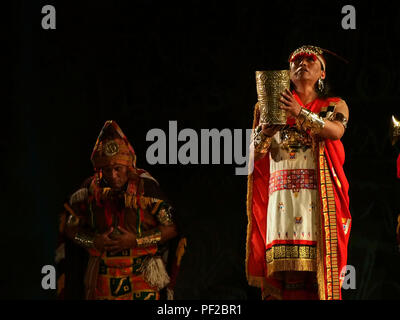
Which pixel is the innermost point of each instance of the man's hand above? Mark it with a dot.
(125, 240)
(290, 104)
(270, 129)
(102, 240)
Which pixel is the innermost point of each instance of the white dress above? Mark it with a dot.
(291, 218)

Directions for this task: Keeping the pictures out, print the entries above exactly as written.

Answer for the task:
Which pixel is the innermost point of each instance of the man's hand above? Mark it with a dot.
(125, 240)
(290, 104)
(270, 129)
(102, 240)
Which pixel is the innermost point of each instance of the white dress above? Mark it with a dot.
(291, 218)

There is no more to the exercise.